* _Work instruction_:
From the first entry to the last, repeat the listing exactly.

* _Stored data_:
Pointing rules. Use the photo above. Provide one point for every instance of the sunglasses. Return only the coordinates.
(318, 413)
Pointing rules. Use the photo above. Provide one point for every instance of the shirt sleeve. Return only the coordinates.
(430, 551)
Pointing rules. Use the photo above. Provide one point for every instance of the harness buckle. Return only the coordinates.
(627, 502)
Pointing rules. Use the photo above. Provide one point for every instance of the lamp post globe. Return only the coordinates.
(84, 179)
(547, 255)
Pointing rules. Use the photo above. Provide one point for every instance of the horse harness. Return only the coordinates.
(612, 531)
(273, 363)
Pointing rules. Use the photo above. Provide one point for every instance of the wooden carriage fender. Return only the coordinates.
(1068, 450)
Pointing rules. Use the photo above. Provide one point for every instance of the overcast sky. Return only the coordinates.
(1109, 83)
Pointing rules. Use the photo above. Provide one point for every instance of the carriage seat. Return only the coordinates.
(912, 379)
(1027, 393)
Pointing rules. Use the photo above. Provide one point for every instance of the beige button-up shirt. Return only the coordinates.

* _Result of the task_:
Pointing rules. Use the photo above. Provide one point for every instance of the sunglasses. Return only the coordinates.
(318, 413)
Pointing rules. Use the photo above. Provide one point for every instance of the shirt sleeve. Return only the coordinates.
(430, 551)
Pointing rules. Use the photo above. Provide one point for every instance of the harness buckle. Return only the coordinates.
(627, 502)
Pointing rules. Use the photo above. Provide one point for every instance of the lamp post globe. Return only the coordinates.
(84, 179)
(547, 255)
Pointing rules. Use the photo above. Provide one point for every instance of the horse harness. Return only the coordinates.
(612, 531)
(273, 363)
Pointing rules. Use the photo above. Provide one point for every instance of the wooden carriage fender. Return only the coordinates.
(1068, 450)
Pointing rules. Use the photo above. Provide one point for every instance of the overcast sky. Return only the coordinates.
(1109, 83)
Pointing rules. Use the photo above. Provide one point for every instance of the carriage seat. Return only the coordinates.
(912, 379)
(1027, 393)
Pointing rules. Use the photo above. Provide one point for every instance of the beige button-up shirt. Return only the coordinates.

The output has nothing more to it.